*Sua tarefa*: Retome o texto sobre a migração de trabalhadores nordestinos para o porto de Santos e continue-o logo após a última frase apresentada.

O sol era forte e a azáfama do cais aumentava o calor. De bordo, saía um mau cheiro ardido de detritos, suor e urina.

Severino, com dificuldade, penetrou naquele bolo de gente, a sua gente. Abeirou-se de um velho barbudo que apertava nos peitos, como um saco de ouro, um pequeno baú de folha.

- De onde é, meu irmão?

- De Cabrobó, em Pernambuco.

- Pra onde se bota?

- Vamos pras fazendas de São Paulo, limpar café.

- Não tem chovido lá no Norte?

- Está com sessenta dias que nem respinga.

- Todo o plantio torrado?

- Todo perdido, sim, senhor.

- E os ganhos?

- Nenhum, meu irmão, nenhum. O vintém é um despotismo custoso. E não chega pras urgências. Se o céu não tiver dó mandando chuva, ou o governo não der passagem, morre tudo lá embolado que nem bicho em bicheira. Quer tirar uma fumaça?

O velho sertanejo lhe ofereceu um cigarro. Severino aceitou, deu uma chupada forte, encostou-se na amurada e deixou os olhos caírem no espelho das águas, numa cisma repentina. "Norte sem coração, enjeita tudo quanto é filho", pensou. (NI, 137-8)


Migrantes embarcam no trem no cais de Santos

Foto de José Marques Pereira publicada em janeiro de 1902 numa edição especial da Revista da Semana/Jornal do Brasil, com a legenda "Docas - trem de imigrantes". Foto cedida pelo Museu do Porto de Santos, no arquivo de Novo Milênio. Incluída na pág. 88 do arquivo da dissertação

A terra que tudo quanto é filho enjeita é onde a família de Severino mal sobrevive no aperto da seca. Em Patrocínio do Coité, sertão da Bahia, ele deixou mãe e os irmãos mais novos; o pai estava preso por desacato e não mais sustentava a família.

Coube então a Severino migrar para as terras do sul como antes fizera seu amigo, Felício, que, cheio de histórias da cidade grande durante visita à terra natal, incentivava o conterrâneo a acompanhá-lo.

Eles migram em busca de trabalho na Companhia Docas de Santos, a concessionária que administraria o porto até a década de 1980. De Patrocínio se dirigem a Salvador, onde tomam o navio para o porto do Sul.

O ESPAÇO NACIONAL EM NAVIOS ILUMINADOS: Felício, amigo que traz Severino para Santos, aproveita a escala no Rio de Janeiro para conhecer a cidade, enquanto o outro fica no navio, com receio de se perder na cidade e não conseguir retomar a viagem para Santos. Já em Santos, quando ganha dinheiro no jogo do bicho, Felício usa todo o dinheiro em uma viagem de primeira classe até Buenos Aires, onde gasta tudo em cassinos, aluguel de carros e prostitutas

Imagem: arte de Eduardo Morello, reprodução da página 89 do arquivo da dissertação

A importação maciça de mão-de-obra de outras regiões do Brasil, principalmente do Nordeste, começa ainda em 1892, quando um agente da Companhia Docas vai a Alagoas para contratar quatrocentos trabalhadores para atuarem na reforma e ampliação do porto (LANNA, 1996).

*Dados extraídos*:
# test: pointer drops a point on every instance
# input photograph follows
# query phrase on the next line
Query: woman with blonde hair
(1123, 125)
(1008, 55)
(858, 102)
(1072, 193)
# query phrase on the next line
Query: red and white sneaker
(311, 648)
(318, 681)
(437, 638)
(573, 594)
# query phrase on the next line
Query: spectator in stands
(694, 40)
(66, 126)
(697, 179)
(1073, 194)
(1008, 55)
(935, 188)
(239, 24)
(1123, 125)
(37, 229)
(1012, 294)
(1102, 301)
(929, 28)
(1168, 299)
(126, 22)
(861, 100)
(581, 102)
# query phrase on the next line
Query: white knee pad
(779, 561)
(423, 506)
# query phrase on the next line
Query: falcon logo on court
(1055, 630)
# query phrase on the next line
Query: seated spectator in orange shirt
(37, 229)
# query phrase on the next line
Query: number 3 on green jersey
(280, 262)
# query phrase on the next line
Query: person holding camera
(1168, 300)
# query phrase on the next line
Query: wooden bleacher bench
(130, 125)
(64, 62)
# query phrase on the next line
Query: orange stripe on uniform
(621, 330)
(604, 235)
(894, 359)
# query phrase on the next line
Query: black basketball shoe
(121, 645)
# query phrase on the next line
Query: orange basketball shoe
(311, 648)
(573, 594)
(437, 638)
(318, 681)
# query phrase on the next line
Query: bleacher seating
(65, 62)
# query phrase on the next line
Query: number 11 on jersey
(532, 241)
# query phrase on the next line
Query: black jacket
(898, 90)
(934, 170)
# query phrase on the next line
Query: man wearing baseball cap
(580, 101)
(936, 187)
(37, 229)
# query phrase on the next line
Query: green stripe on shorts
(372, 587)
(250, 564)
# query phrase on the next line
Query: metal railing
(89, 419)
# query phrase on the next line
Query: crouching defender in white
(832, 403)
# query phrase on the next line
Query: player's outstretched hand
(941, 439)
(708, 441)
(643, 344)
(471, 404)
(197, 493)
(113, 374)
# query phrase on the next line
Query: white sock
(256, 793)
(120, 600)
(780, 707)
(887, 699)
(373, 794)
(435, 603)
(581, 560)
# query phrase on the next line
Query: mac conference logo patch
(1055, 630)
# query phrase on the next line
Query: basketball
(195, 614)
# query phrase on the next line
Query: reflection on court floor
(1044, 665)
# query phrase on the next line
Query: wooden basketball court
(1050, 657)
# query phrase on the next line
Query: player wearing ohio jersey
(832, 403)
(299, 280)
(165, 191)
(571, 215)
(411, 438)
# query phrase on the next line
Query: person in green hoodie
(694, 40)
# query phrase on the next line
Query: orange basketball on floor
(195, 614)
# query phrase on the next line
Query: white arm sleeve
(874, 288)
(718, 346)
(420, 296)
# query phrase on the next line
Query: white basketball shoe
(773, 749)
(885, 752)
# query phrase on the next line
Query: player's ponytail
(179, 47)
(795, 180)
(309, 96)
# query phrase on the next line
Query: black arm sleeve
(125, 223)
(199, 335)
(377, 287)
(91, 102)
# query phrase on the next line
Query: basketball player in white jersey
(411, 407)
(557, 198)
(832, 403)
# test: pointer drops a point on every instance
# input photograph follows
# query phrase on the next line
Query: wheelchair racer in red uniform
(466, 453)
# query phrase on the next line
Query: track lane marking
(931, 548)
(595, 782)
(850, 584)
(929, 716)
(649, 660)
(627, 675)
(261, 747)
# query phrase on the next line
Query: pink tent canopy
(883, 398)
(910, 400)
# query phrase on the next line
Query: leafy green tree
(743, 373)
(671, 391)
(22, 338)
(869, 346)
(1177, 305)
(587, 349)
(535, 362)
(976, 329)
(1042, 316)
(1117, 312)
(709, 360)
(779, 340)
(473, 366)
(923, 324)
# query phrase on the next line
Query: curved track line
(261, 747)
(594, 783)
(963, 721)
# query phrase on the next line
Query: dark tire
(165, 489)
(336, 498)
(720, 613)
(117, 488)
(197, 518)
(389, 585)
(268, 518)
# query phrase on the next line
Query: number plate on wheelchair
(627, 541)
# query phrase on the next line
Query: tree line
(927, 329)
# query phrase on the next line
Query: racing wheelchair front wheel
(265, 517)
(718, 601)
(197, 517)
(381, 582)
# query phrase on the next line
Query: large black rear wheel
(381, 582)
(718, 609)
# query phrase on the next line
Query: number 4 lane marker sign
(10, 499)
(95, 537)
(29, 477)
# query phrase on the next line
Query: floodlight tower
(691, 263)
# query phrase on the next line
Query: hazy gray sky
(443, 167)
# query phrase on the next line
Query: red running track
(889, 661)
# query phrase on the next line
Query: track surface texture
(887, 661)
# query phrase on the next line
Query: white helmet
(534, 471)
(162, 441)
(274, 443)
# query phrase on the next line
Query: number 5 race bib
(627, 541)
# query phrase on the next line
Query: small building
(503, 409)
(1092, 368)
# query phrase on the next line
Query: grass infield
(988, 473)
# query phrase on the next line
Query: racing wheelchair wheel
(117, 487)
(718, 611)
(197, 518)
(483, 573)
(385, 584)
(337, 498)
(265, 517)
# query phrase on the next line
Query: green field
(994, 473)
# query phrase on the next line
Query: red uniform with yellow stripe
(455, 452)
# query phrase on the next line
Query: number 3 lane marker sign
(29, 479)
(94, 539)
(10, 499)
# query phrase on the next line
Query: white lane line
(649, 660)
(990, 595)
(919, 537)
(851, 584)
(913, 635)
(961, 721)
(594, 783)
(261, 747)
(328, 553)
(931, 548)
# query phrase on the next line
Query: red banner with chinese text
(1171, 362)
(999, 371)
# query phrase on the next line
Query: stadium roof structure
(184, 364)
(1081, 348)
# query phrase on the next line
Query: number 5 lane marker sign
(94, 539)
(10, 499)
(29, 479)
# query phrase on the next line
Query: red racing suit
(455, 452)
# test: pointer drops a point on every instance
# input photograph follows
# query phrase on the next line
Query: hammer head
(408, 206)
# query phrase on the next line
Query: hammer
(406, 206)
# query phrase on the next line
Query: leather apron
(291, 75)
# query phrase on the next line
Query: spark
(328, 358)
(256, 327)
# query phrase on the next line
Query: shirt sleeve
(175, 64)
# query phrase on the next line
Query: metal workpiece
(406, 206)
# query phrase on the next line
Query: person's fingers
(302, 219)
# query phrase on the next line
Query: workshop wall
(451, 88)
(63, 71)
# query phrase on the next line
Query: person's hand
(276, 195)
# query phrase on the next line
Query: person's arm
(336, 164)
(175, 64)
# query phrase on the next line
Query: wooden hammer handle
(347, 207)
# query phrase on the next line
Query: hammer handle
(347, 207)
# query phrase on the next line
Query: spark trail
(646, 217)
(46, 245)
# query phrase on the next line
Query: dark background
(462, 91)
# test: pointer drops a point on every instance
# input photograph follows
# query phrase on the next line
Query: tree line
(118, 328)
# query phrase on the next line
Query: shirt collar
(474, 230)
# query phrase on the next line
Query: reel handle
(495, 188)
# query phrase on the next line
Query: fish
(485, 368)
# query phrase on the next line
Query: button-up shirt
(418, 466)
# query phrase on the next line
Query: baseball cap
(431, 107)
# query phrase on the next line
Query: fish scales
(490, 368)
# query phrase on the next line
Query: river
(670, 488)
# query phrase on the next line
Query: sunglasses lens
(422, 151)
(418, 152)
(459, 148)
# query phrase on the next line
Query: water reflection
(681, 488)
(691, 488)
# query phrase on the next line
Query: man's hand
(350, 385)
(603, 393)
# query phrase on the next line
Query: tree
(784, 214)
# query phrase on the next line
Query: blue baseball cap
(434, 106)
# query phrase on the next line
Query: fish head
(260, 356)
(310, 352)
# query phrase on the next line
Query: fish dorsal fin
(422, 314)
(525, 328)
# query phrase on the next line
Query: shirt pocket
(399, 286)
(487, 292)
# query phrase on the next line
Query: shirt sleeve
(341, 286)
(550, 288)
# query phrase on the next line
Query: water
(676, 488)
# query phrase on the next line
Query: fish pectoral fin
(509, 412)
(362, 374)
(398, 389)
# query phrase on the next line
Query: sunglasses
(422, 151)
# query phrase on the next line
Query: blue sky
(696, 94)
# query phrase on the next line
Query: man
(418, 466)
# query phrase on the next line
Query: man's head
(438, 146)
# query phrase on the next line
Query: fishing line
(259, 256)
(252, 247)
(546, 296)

*Resultado abaixo*:
O procedimento causava conflitos entre as elites do Centro-Sul e do Nordeste. As primeiras buscavam mão-de-obra mais barata, enquanto as segundas queriam evitar a elevação dos valores dos salários em suas regiões devido à diminuição do número de trabalhadores.

O trecho acima ilustra o que Francisco Foot Hardman chama de "drama da modernidade", que se constitui "precisamente do choque que interrompe o fluxo da experiência tradicional, na destruição sistemática desses espaço-tempos insulados, no esquecimento produzido pelo desencontro de linguagens [...]" [138], uma avaliação que complementa a apresentação de Benjamín de Garay para a versão em espanhol do romance.

A passagem revela o espaço do cais como uma fronteira entre duas terras, e o navio que trouxe os migrantes do Norte e o trem que os levará para as fazendas de São Paulo são eles mesmos também símbolos dessa modernidade a toque de máquinas.

A ambientação do romance em cidade portuária impede, como exposto acima, que seu autor seja classificado como "regionalista" ou "sertanista". No porto, o que há é uma comunicação não só entre as terras do norte e do sul, mas também de suas respectivas identidades.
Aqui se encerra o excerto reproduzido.